Extracted information:
^^^^^^^^

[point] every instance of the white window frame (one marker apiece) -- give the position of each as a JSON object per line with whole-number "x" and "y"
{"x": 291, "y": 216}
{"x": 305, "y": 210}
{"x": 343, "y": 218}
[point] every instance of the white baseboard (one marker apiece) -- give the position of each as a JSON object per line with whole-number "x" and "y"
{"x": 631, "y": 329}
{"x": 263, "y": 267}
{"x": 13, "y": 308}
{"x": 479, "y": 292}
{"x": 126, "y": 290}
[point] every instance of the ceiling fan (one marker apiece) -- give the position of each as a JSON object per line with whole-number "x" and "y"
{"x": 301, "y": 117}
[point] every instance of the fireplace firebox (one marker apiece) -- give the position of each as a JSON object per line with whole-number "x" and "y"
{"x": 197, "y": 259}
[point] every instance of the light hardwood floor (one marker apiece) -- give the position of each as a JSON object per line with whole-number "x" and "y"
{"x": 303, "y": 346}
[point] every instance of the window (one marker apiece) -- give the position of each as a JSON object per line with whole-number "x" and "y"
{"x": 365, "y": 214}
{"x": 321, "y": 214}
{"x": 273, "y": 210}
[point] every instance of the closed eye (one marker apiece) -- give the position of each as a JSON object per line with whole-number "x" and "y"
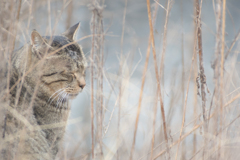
{"x": 47, "y": 75}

^^^^^^^^

The request: Reproduce all of the entries word for word, skipping any pictures they hold.

Response:
[point] every instance of the white window frame (one marker apiece) -- give the position of each as a JSON object per line with whole-number "x" and "y"
{"x": 291, "y": 216}
{"x": 305, "y": 210}
{"x": 343, "y": 218}
[point] every instance of the white baseboard (one marker apiece) -- give the position of each as a JSON object per line with whole-number "x" and "y"
{"x": 631, "y": 329}
{"x": 263, "y": 267}
{"x": 13, "y": 308}
{"x": 479, "y": 292}
{"x": 126, "y": 290}
[point] every instance of the ceiling fan (one marker apiece) -- give the position of each as a JSON object per line with whole-number "x" and "y"
{"x": 301, "y": 117}
[point] every instance of the fireplace firebox (one marker apiece) -- give the position of each as a JSON object per line with whole-number "x" and "y"
{"x": 197, "y": 259}
[point] every instance of the light hardwood floor (one marker apiece) -- give the position of each as a JSON object per line with whole-number "x" and "y"
{"x": 303, "y": 346}
[point] every instance of the window (one marker apiece) -- give the position of each as a JSON object per line with whole-number "x" and "y"
{"x": 365, "y": 214}
{"x": 321, "y": 214}
{"x": 273, "y": 210}
[point] every instance of the closed eye (one marker apiece) -- give the position of each as a JSON object per line with whole-number "x" and "y"
{"x": 47, "y": 75}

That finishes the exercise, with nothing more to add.